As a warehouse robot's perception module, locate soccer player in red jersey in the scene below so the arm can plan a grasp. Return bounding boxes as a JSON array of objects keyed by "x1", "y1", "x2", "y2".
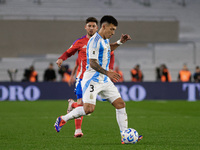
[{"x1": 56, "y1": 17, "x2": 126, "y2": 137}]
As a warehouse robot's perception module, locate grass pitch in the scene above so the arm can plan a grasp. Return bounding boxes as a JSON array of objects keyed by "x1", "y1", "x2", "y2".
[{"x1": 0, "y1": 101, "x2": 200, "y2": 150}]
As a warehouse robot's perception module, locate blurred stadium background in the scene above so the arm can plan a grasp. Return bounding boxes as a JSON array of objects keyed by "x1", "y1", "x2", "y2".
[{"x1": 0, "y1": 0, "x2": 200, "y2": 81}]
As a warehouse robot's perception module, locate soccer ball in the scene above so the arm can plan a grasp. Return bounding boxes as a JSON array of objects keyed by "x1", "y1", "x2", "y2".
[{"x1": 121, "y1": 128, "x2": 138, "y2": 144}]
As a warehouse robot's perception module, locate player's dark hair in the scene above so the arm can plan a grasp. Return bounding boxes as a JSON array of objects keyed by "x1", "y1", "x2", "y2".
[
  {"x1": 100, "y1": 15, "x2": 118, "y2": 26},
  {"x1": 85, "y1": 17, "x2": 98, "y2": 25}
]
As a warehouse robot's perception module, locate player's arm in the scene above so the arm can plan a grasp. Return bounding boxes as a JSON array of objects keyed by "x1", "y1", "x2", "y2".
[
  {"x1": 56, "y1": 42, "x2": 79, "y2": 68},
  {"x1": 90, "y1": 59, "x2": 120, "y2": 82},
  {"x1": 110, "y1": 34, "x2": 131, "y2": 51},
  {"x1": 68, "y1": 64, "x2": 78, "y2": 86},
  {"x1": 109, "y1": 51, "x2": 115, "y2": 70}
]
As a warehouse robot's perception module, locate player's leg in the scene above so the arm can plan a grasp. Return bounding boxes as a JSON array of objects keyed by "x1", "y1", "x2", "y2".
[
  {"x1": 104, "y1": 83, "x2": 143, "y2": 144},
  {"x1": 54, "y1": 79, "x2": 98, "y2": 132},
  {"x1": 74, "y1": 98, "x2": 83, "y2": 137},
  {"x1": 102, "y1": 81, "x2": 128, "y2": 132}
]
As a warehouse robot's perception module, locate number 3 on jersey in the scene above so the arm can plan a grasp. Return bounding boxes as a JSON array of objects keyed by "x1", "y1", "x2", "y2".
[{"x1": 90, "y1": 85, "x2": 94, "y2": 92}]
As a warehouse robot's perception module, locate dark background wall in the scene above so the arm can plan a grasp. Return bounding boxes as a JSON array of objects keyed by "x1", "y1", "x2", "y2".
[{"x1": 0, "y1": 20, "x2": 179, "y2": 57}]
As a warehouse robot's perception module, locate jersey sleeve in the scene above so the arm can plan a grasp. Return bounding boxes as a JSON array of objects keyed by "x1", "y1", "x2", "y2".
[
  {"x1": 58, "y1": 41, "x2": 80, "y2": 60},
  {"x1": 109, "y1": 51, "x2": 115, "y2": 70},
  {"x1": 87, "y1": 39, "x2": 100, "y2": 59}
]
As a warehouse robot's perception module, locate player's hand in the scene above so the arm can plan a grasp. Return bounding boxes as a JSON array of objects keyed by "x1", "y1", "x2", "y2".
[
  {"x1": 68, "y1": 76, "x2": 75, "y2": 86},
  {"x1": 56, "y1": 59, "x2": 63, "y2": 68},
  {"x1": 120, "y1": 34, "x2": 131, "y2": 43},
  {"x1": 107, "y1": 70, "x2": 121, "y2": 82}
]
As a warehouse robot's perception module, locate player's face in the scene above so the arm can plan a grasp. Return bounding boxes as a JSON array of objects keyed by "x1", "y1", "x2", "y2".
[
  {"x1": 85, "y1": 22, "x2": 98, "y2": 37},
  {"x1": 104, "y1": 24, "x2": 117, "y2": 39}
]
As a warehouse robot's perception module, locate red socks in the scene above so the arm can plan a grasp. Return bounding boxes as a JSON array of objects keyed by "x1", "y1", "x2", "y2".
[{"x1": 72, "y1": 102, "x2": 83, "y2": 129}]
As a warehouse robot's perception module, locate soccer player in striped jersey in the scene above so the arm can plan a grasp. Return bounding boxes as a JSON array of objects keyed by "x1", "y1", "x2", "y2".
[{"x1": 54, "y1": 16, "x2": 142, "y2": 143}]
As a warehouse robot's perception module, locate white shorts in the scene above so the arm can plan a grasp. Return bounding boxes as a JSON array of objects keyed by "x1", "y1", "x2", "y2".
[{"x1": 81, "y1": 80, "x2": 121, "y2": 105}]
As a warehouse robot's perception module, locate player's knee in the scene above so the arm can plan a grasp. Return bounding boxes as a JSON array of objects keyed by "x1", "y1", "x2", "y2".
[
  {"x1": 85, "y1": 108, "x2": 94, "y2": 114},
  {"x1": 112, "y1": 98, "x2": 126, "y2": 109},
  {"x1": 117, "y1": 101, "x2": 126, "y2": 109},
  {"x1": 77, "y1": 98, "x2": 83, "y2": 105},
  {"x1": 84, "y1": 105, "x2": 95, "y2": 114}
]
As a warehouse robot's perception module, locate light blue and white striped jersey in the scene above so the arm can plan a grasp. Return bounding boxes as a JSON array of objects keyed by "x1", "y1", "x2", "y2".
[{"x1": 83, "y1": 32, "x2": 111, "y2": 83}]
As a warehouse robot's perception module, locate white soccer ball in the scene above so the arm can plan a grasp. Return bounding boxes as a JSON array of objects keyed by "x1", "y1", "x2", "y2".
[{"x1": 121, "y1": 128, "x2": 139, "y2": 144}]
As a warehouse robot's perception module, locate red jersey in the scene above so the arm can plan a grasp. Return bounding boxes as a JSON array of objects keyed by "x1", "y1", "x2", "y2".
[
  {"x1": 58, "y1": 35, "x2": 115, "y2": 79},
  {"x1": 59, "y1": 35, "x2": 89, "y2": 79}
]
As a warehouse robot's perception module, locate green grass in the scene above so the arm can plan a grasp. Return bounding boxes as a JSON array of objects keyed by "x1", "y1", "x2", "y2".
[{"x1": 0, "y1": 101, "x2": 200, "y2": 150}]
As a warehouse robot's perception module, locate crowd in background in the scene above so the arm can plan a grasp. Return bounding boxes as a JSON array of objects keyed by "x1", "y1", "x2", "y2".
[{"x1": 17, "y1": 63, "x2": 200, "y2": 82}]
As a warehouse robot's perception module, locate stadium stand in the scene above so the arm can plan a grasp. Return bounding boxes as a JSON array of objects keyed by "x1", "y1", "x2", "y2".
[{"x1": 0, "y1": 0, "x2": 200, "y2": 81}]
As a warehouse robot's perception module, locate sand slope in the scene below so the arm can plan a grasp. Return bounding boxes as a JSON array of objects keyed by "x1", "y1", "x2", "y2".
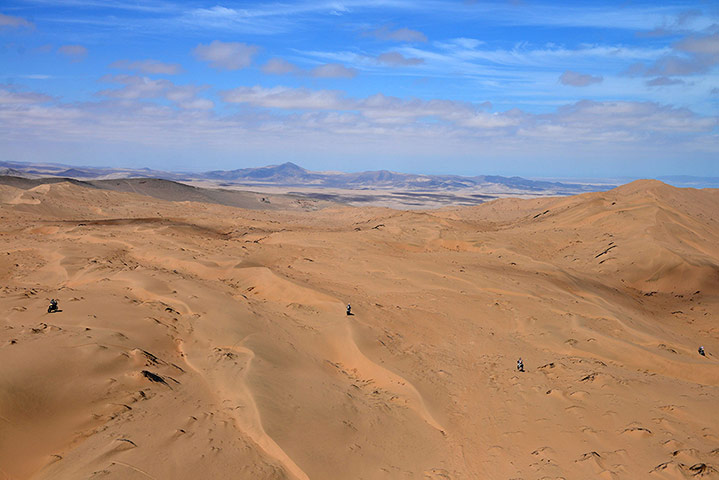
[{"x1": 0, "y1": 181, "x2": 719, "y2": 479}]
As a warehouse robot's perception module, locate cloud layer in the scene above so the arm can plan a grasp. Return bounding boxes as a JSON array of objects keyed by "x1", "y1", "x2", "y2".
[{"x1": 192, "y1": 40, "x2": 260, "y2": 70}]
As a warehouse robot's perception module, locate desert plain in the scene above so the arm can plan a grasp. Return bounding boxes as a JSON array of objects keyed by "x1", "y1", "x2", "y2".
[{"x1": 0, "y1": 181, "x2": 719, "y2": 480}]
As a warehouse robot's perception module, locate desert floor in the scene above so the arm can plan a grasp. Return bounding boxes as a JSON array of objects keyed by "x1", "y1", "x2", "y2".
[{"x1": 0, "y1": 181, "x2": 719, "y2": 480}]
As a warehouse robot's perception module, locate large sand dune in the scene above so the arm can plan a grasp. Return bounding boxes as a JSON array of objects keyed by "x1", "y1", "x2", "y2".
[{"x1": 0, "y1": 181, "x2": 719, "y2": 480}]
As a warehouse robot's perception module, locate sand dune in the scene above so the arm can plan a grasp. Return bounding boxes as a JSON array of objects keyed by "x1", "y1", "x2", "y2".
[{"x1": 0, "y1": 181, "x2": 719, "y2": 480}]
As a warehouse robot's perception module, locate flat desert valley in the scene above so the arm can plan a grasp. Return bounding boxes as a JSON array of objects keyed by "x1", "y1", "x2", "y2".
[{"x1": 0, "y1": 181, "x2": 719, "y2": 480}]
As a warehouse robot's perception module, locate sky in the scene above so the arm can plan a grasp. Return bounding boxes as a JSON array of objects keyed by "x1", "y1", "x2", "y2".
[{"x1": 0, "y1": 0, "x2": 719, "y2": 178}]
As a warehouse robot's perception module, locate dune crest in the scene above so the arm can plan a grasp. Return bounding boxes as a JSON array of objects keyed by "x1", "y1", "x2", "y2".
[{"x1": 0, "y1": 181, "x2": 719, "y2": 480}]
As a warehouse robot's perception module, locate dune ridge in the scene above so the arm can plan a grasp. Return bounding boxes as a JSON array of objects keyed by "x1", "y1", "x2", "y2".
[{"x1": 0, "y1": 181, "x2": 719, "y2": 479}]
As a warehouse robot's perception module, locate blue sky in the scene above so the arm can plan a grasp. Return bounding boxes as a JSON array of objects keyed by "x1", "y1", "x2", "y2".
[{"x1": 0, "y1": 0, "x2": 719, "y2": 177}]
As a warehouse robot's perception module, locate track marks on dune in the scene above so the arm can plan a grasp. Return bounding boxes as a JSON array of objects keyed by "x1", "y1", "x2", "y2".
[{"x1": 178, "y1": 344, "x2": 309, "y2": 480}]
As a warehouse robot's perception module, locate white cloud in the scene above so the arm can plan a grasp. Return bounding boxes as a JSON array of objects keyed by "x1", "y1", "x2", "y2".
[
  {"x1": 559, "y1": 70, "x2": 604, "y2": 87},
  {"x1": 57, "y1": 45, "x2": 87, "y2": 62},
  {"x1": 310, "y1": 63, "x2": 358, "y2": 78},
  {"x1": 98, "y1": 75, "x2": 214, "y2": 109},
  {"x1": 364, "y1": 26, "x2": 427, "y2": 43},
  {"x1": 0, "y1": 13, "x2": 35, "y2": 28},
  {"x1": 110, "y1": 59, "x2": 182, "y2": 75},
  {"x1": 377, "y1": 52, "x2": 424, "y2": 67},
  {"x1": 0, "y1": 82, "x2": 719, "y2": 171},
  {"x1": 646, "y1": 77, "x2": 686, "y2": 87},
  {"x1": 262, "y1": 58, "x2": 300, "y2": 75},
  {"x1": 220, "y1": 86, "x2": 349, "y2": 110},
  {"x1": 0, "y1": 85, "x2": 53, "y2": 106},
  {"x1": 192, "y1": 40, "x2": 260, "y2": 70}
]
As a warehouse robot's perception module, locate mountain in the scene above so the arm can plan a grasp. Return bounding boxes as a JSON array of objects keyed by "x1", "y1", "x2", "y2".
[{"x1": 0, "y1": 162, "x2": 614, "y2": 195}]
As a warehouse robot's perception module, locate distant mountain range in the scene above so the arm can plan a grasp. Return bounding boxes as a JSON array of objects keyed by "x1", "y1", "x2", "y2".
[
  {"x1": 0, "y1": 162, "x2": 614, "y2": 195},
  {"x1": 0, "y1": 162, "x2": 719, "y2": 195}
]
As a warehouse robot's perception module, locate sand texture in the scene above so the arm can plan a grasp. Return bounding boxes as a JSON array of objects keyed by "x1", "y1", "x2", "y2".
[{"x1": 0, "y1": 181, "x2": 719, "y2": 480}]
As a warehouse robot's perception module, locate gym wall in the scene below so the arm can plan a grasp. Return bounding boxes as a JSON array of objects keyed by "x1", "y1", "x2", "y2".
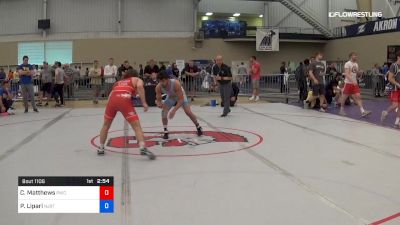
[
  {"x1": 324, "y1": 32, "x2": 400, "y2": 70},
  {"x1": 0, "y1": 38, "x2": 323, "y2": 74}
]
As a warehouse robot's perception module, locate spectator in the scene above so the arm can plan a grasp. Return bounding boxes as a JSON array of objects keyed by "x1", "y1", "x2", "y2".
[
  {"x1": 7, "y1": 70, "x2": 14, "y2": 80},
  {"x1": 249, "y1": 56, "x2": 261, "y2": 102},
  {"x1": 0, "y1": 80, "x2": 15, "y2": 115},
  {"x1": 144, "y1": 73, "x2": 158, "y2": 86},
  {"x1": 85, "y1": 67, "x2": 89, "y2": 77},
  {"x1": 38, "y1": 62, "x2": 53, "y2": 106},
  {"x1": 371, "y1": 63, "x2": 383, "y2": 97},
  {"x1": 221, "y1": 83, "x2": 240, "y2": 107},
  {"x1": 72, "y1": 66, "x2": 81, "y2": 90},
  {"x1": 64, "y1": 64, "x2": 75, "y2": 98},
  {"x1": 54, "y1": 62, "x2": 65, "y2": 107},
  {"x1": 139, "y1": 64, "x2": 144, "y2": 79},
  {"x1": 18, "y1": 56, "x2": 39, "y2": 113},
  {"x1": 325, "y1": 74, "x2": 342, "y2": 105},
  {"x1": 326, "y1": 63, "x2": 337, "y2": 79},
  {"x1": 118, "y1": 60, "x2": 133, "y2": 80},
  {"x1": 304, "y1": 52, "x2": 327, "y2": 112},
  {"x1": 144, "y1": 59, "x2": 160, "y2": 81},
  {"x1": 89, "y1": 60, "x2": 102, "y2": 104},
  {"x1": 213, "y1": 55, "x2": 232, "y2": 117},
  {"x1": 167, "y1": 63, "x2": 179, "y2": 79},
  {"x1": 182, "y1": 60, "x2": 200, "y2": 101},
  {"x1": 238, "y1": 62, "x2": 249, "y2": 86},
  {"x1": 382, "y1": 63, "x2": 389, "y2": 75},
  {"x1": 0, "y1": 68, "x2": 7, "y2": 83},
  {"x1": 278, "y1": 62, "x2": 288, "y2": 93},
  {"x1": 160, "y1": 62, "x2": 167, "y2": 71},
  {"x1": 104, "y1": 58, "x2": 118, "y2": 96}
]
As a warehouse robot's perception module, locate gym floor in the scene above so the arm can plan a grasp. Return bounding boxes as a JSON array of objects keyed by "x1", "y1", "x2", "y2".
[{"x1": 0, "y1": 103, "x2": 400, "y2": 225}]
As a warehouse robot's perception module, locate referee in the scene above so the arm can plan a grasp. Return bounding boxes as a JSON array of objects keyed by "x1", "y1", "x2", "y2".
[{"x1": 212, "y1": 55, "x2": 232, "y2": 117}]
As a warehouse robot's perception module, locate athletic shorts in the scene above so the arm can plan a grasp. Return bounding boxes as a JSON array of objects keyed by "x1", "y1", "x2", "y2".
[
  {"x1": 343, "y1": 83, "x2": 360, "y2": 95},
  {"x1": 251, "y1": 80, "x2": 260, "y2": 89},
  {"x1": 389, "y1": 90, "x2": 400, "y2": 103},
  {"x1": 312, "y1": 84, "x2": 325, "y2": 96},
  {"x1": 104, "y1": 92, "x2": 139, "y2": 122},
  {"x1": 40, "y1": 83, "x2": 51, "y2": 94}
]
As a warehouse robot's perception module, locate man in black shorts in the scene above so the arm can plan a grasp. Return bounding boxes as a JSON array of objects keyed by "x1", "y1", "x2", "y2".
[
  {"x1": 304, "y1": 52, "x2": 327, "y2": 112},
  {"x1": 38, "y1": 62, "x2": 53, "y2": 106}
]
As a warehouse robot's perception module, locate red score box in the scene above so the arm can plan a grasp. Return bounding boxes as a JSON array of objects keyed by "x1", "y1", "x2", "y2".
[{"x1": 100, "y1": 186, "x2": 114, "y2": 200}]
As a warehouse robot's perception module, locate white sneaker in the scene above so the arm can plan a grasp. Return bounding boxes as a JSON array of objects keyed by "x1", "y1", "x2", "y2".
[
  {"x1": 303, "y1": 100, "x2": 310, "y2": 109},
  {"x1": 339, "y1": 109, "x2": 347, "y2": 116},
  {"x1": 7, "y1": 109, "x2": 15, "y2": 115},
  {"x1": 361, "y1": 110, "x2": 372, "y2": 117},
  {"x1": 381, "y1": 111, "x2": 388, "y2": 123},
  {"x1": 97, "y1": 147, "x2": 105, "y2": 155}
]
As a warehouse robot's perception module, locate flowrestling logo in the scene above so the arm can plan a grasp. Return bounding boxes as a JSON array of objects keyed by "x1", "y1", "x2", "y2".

■ ■ ■ ■

# WHAT NEEDS TO BE DONE
Collect every line of the rows above that contains the string "jersey", matching case exactly.

# SOLVED EXERCISE
As a warehouse robot's perception module, locate soccer player in red jersey in the scene below so the arm can plan a grasp. Return bounding boxes as a JSON array of objects keyed by "x1", "y1", "x2", "y2".
As a warehouse robot's perception module, locate number 3 on jersey in the scene above so the arm can plan a grasp. Return bounding boxes as a JSON array of objects keyed by "x1", "y1", "x2", "y2".
As a warehouse robot's perception module, locate jersey sleeve in the scene above so the arm can plan a grasp. Return bounding boxes as a JSON array of objects keyed by "x1", "y1", "x2", "y2".
As a warehouse robot's perception module, locate soccer player in striped jersey in the scene above so the arm can plan a grasp. Return bounding boxes as a JSON array of objects keyed by "x1", "y1", "x2", "y2".
As a warehouse robot's perception module, locate light blue and white striped jersey in the scene above so the arm can plan a grasp. Return bounding boxes as a JSON array of objects keyed by "x1", "y1", "x2", "y2".
As a warehouse robot's perception module, locate red jersey in the scene above so the arm can plan a grasp. Return bounding boxes as a JSON array of objects keyed by "x1", "y1", "x2", "y2".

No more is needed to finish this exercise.